Items listed in a dataset
◇ ◇ ◇ ◇
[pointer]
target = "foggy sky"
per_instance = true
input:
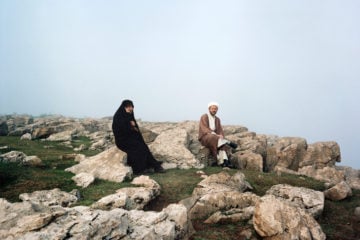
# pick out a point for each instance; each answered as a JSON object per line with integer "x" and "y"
{"x": 288, "y": 68}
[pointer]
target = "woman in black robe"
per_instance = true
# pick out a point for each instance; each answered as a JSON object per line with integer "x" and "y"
{"x": 128, "y": 138}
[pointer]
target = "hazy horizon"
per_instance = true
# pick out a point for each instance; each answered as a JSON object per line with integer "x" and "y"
{"x": 287, "y": 68}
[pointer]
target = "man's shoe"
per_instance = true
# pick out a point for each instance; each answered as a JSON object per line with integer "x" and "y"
{"x": 148, "y": 171}
{"x": 232, "y": 144}
{"x": 159, "y": 169}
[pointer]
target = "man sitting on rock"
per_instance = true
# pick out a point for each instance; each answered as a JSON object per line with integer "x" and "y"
{"x": 211, "y": 135}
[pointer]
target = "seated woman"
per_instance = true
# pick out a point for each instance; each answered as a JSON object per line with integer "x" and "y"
{"x": 128, "y": 138}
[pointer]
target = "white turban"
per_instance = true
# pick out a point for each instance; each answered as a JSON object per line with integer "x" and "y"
{"x": 213, "y": 104}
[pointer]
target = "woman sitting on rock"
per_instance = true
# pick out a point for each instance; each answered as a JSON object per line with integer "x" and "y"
{"x": 128, "y": 138}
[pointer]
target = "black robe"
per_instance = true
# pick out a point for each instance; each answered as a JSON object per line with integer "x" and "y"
{"x": 130, "y": 140}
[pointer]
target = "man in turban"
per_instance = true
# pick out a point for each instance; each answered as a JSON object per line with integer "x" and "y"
{"x": 211, "y": 135}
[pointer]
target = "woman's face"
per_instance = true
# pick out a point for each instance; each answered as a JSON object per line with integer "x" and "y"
{"x": 129, "y": 109}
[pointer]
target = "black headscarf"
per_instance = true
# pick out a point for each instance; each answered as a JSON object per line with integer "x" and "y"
{"x": 121, "y": 126}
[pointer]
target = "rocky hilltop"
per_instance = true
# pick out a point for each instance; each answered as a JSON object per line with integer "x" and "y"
{"x": 293, "y": 210}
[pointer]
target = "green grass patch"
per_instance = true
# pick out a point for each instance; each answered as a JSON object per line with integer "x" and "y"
{"x": 176, "y": 184}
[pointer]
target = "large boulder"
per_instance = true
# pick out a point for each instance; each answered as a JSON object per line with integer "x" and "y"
{"x": 309, "y": 200}
{"x": 338, "y": 192}
{"x": 329, "y": 175}
{"x": 4, "y": 130}
{"x": 171, "y": 147}
{"x": 108, "y": 165}
{"x": 287, "y": 152}
{"x": 321, "y": 154}
{"x": 50, "y": 198}
{"x": 131, "y": 197}
{"x": 219, "y": 192}
{"x": 278, "y": 219}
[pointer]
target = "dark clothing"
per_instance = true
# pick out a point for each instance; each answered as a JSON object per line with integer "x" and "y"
{"x": 128, "y": 138}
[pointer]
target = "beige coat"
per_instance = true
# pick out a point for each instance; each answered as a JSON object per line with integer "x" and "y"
{"x": 205, "y": 137}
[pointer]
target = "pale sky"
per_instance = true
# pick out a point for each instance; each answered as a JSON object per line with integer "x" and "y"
{"x": 281, "y": 67}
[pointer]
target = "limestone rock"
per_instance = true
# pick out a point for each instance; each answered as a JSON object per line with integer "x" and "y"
{"x": 131, "y": 197}
{"x": 327, "y": 174}
{"x": 248, "y": 160}
{"x": 321, "y": 154}
{"x": 83, "y": 179}
{"x": 287, "y": 152}
{"x": 309, "y": 200}
{"x": 338, "y": 192}
{"x": 13, "y": 157}
{"x": 352, "y": 176}
{"x": 61, "y": 136}
{"x": 49, "y": 198}
{"x": 26, "y": 136}
{"x": 171, "y": 147}
{"x": 278, "y": 219}
{"x": 108, "y": 165}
◇ ◇ ◇ ◇
### [TASK DETAILS]
The material above must be printed exactly, with its pictures left out.

### [WRITTEN ANSWER]
[pointer]
target = "foggy sky"
per_instance = true
input:
# pick out a point for each instance; each answered as a JSON object per line with integer "x" and "y"
{"x": 288, "y": 68}
[pointer]
target = "woman in black robe"
per_instance = true
# pick out a point for each instance; each answered as a JSON object per line with integer "x" and "y"
{"x": 128, "y": 138}
[pointer]
target = "hazy horizon"
per_instance = true
# pick out a point for each instance; each answered as a JSON object per line with integer "x" and "y"
{"x": 287, "y": 68}
[pointer]
target = "man's shoe"
per_instance = true
# pick out a point for each instance; each answered as a JSON object per line with integer "x" and "y"
{"x": 148, "y": 171}
{"x": 232, "y": 144}
{"x": 159, "y": 169}
[pointer]
target = "man sitting on rock"
per_instance = true
# pick out a point for each instance; each answered as a JSON object per line with integer "x" and "y"
{"x": 211, "y": 135}
[pointer]
target = "seated woman"
per_instance = true
# pick out a point for each instance; each answered as a JSON object per line with integer "x" and "y"
{"x": 128, "y": 138}
[pointer]
target = "white turban"
per_instance = true
# pick out a point for each instance; each answered as a JSON object per line with integer "x" and "y"
{"x": 213, "y": 104}
[pointer]
target = "woman sitting on rock"
per_instance = true
# pick out a point for each instance; each answered as a JSON object per line with integer "x" and "y"
{"x": 128, "y": 138}
[pointer]
target = "black robe"
per_instance = true
# pick out a point for each instance; each answered as a JSON object per line with integer "x" and "y"
{"x": 130, "y": 140}
[pointer]
target = "man in turban"
per_instance = true
# pick out a point for each instance; each answered as a JSON object per line with integer "x" and "y"
{"x": 211, "y": 135}
[pointer]
target = "woman's face"
per_instance = true
# pick out a point for each instance; each answered as a JSON object per line with integer "x" and "y"
{"x": 129, "y": 109}
[pointer]
target = "black headscarf"
per_instance = true
# pick out a point for each instance; each answered as a JSON object per line with integer "x" and "y"
{"x": 121, "y": 126}
[pointer]
target = "rocky hilltop"
per_instance = true
# pick out a point for each instance; each answered as a JSON object per line with integer "x" and "y"
{"x": 293, "y": 210}
[pointer]
target = "green grass patch"
per_instance = true
# pick out a point for each instance; each answered as a JSON object per line with integer "x" and "y"
{"x": 176, "y": 184}
[pointer]
target = "large boulder"
per_instance = true
# pick out a point for each instance; each answered as a JSON object per line with integer "x" and "y"
{"x": 309, "y": 200}
{"x": 338, "y": 192}
{"x": 329, "y": 175}
{"x": 4, "y": 130}
{"x": 171, "y": 147}
{"x": 108, "y": 165}
{"x": 287, "y": 152}
{"x": 321, "y": 154}
{"x": 50, "y": 198}
{"x": 131, "y": 197}
{"x": 219, "y": 192}
{"x": 278, "y": 219}
[pointer]
target = "dark clothing"
per_instance = true
# pick out a point for each instance; each answered as a JSON object per line with integer "x" and "y"
{"x": 128, "y": 138}
[pointer]
target = "beige coat"
per_instance = true
# pick out a point for each instance; each answered as a JSON object per line with integer "x" and "y"
{"x": 205, "y": 137}
[pointer]
target = "pale sky"
per_instance = true
# pick out a point for each instance; each answered as a JSON object per line with integer "x" and "y"
{"x": 281, "y": 67}
[pointer]
target = "limestone rock"
per_instance = true
# pick out a point for each instance; each answered as a JSON object per line with integer "x" and "y"
{"x": 131, "y": 197}
{"x": 327, "y": 174}
{"x": 248, "y": 160}
{"x": 321, "y": 154}
{"x": 83, "y": 179}
{"x": 287, "y": 152}
{"x": 309, "y": 200}
{"x": 338, "y": 192}
{"x": 13, "y": 157}
{"x": 352, "y": 176}
{"x": 61, "y": 136}
{"x": 49, "y": 198}
{"x": 26, "y": 136}
{"x": 171, "y": 147}
{"x": 278, "y": 219}
{"x": 108, "y": 165}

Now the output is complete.